Supplied passage
====

MHA's order dated March 29, 2020 and the consequent GR issued by the State of Maharashtra on March 31 directing employers to make full payment of wages to workers, labourers, daily wagers etc was relied upon by the petitioner's advocate.

On the other hand, Advocate Kiran Bapat along with Advocate Manish Leklar appeared for the Company and argued that because of non-cooperation and "obstructionist approach" of the union, certain customers withdrew their orders thereby causing heavy loss of business and earnings of the company.

Therefore to ensure that manufacturing activities are carried on smoothly, the company took loans from several banks over a period of time amounting to Rs.330 crores. As of March, 2020, the company had outstanding dues of Rs.417 crores. That apart, the company also owed Rs.95 crores to other creditors and for payment of employee related dues, Adv Bapat submitted.

Edelweiss Asset Reconstruction Company was engaged for revival of the company. After the factory land was sold, wages until May 2019 were paid to the workers. Moreover, Adv Bapat contended that since the two opposing parties are locked in an industrial adjudication for a cause of action which arose much prior to the lockdown, neither the MHA order dated March 29 nor the government resolution dated March 31 of the Government of Maharashtra would be applicable to the claim of the workmen.

After hearing submissions of both parties, Court observed-

"A conjoint reading of the central government order and the Maharashtra government resolution would go to show that those have been issued to meet the situation arising out of the lockdown.

But the moot question is could the central government order and the Maharashtra government resolution be invoked in a situation where the management and workmen are engaged in an industrial adjudication relating to non-payment of salary / wages and suspension of work much prior to closure of the establishments due to the lockdown? Or where the related cause of action arose prior to the lockdown?

Let us take a hypothetical case. Say an employee / worker is not in employment, for whatever reason, and has not been paid wages for one year prior to declaration of the lockdown. Can he still avail the benefit of the above central government order and the Maharashtra government resolution? In our view the answer to this question would have to be in the negative."

The bench explained -

"To be deemed to be on duty one should be on duty on the date when the lockdown was declared. To be entitled to or for continuity of salary / wages during the lockdown, an employee / worker should receive the same till the month which is previous to closure on account of the lockdown. That apart, when there is an ongoing industrial adjudication pertaining to the claim of the workmen to wages, the claim to wages would be subject to such adjudication. The central government order and the Maharashtra government resolution cannot be invoked to short circumvent an industrial dispute which is being adjudicated upon before the competent forum."

Thereafter, the bench examined the order passed by the Industrial Court and noted that the Company committed unfair labour practice but said-

"We find the above view of the Industrial Court to be contradictory. It is a settled proposition of law that ordinarily the final relief may not be granted by way of an interim order. Power to grant interim relief is discretionary. Such discretion has to be exercised on well established principles. Since a prima facie view has been taken that the management has committed unfair labour practice, certainly an interim order is called for.

But what should be the nature of the interim order? It is an admitted position that the workmen have not been paid wages post May, 2019. Since their employment has not been disturbed because even as per the management the notice dated 03.03.2020 has only declared suspension of operations, the workmen cannot be left in the lurch."

Thus, Court modified the Industrial Court's order and directed 50% wages to be paid to the workers. Also, the Industrial court has been directed to dispose of the complaint within six months.

====

Source data
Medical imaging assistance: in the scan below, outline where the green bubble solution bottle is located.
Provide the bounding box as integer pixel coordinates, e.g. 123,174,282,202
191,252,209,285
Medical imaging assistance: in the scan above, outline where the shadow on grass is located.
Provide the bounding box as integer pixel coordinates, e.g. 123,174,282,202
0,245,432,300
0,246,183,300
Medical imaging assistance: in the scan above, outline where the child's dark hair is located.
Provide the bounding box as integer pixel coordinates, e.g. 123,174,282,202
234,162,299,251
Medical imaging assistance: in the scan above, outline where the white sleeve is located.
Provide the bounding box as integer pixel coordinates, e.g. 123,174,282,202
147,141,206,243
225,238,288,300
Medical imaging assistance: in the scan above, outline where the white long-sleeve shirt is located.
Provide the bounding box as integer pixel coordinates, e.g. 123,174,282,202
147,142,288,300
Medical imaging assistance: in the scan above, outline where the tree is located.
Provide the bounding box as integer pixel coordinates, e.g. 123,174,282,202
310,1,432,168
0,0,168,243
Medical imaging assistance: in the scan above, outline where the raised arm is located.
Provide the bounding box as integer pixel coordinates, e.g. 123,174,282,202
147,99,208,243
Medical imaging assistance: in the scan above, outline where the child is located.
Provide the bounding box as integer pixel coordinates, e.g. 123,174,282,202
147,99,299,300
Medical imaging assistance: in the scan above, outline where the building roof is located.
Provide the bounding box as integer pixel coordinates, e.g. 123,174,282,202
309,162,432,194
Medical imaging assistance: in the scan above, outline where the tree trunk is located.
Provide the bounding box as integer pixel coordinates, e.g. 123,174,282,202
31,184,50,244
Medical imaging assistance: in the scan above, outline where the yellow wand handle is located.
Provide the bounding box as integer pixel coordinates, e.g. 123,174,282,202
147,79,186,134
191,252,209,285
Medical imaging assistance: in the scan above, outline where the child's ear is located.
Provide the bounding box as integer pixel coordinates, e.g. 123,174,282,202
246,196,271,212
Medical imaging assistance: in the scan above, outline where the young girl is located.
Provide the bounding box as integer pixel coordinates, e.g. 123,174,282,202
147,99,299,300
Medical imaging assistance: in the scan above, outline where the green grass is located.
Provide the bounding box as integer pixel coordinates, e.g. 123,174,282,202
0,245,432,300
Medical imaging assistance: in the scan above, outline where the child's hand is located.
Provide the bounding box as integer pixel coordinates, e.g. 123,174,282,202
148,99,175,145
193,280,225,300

====

Please copy the court report on lockdown wages, starting with "MHA's order dated" and going on through "earnings of the company.", and rename "union" to "workers' union" throughout.

MHA's order dated March 29, 2020 and the consequent GR issued by the State of Maharashtra on March 31 directing employers to make full payment of wages to workers, labourers, daily wagers etc was relied upon by the petitioner's advocate.

On the other hand, Advocate Kiran Bapat along with Advocate Manish Leklar appeared for the Company and argued that because of non-cooperation and "obstructionist approach" of the workers' union, certain customers withdrew their orders thereby causing heavy loss of business and earnings of the company.